§ Excerpted text:
· · · ·

At first I thought I could just delete, reboot, and reinstall Audacity to fix the problem, but even after that, Audacity would go through the same cycle. Naively, I thought I could navigate to a temp directory and find a file that Audacity was trying to restore, but there was no such file, anywhere that I could find. (I did have to use the Terminal to turn on hidden files to do this, and even then, I imagine I’m not seeing everything. But I gave up after an hour of searching directories and trying to Spotlight something.) As a last resort, I rolled back a few versions of Audacity, hoping that an older one would point to a different tempt folder, and not try to restore these files. But every version I can get successfully loaded onto this machine keeps trying to restore.

· · · ·

§ Task to complete: Which programs or system tools does the Audacity troubleshooting passage name?

Source data

· · · ·

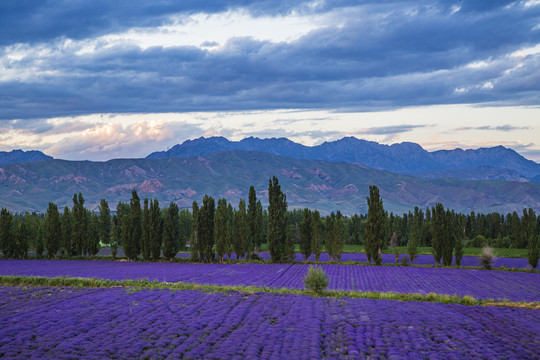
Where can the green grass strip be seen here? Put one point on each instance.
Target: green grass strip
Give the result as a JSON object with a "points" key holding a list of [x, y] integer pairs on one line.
{"points": [[137, 285]]}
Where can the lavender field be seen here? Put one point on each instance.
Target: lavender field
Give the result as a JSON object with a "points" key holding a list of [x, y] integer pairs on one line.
{"points": [[65, 323], [477, 283]]}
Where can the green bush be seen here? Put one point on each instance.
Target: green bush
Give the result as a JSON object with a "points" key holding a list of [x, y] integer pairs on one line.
{"points": [[487, 257], [316, 280], [479, 241]]}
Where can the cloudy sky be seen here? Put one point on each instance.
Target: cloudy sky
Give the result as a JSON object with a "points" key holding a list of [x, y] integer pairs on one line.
{"points": [[104, 79]]}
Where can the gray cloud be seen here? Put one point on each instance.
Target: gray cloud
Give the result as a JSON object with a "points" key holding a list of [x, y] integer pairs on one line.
{"points": [[504, 128], [401, 54], [388, 130]]}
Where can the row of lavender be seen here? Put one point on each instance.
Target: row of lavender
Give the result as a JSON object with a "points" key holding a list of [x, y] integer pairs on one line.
{"points": [[65, 323], [477, 283], [519, 263], [391, 259]]}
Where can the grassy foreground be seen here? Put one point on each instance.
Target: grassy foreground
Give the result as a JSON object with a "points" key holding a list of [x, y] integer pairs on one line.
{"points": [[136, 285]]}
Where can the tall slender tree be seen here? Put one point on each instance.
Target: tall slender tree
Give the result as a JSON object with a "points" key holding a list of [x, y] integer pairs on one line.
{"points": [[194, 243], [185, 220], [252, 219], [414, 235], [146, 229], [437, 228], [7, 238], [222, 231], [93, 233], [374, 228], [116, 235], [54, 230], [22, 241], [316, 235], [448, 238], [156, 229], [171, 233], [305, 235], [132, 247], [80, 225], [259, 232], [66, 247], [533, 253], [337, 244], [104, 222], [277, 209], [206, 229]]}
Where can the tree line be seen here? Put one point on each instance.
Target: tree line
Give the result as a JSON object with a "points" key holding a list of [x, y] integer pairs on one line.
{"points": [[214, 232]]}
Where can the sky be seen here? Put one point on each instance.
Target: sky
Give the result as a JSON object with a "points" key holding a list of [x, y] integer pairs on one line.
{"points": [[101, 79]]}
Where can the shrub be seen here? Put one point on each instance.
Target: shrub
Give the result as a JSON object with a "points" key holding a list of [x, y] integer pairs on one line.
{"points": [[316, 280], [487, 257]]}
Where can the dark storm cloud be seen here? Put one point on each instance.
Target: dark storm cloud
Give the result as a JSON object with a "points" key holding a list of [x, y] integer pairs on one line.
{"points": [[504, 128], [382, 55], [389, 130]]}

· · · ·

§ Reply: Audacity, Terminal, Spotlight